# EXERCISE AIM
In the piece on NBA free agents, how much did Andrei Kirilenko make in 2010?

(Beginning of PAGE EXTRACT)

A new CBA is supposed to be set up in a way that can protect NBA teams from making monumental mistakes that could cripple their franchise for years. That doesn't mean that teams that will not seriously overpay for talent.
NBA players will continue to receive large contracts and if they do not play as well as expected, they obviously are being paid way too much, right? There are some marquee free agents out there who will demand big money once the lockout is over.
A new CBA will likely be cutting players' salaries by a third, but that will not stop teams from overspending to acquire their missing piece.
Here are six players that will get paid way too much in free agency.
Andrei "AK-47" Kirilenko had to be at least in the conversation of most ridiculous contracts for 2010, as he made over $17.8 million. Kirilenko is a talent at 6'9" who can defend smaller players because of his quickness and taller players who like to play on the perimeter.
He is a terrific shot-blocker who can fill up a stat sheet and would be a great addition for a playoff team that is one piece away from a championship. He has averaged 12.6 points, 2.8 assists, 5.6 rebounds and two blocks per game over his career.
The Utah Jazz would love to re-sign him but not anywhere near the price they paid him in 2010. Look for New Jersey owner Mikhail Prokhorov (who Kirilenko played for in Russia) to overpay for Kirilenko to pry him away from Utah.

(End of PAGE EXTRACT)
(Beginning of PROVIDED DATA)

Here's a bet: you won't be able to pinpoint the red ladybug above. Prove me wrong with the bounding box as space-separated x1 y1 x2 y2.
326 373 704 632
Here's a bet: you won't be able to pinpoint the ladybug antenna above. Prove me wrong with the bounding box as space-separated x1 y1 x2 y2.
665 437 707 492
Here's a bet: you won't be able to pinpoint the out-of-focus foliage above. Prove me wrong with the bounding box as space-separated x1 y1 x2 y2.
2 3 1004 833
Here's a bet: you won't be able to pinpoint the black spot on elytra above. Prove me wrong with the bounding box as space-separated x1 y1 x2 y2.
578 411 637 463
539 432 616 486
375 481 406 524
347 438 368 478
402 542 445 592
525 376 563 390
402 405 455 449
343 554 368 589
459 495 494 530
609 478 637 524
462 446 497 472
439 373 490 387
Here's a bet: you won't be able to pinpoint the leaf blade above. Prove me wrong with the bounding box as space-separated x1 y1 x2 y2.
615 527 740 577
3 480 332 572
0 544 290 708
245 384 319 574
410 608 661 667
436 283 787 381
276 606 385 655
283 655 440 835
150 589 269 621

(End of PROVIDED DATA)

# EXPECTED ANSWER
Over $17.8 million.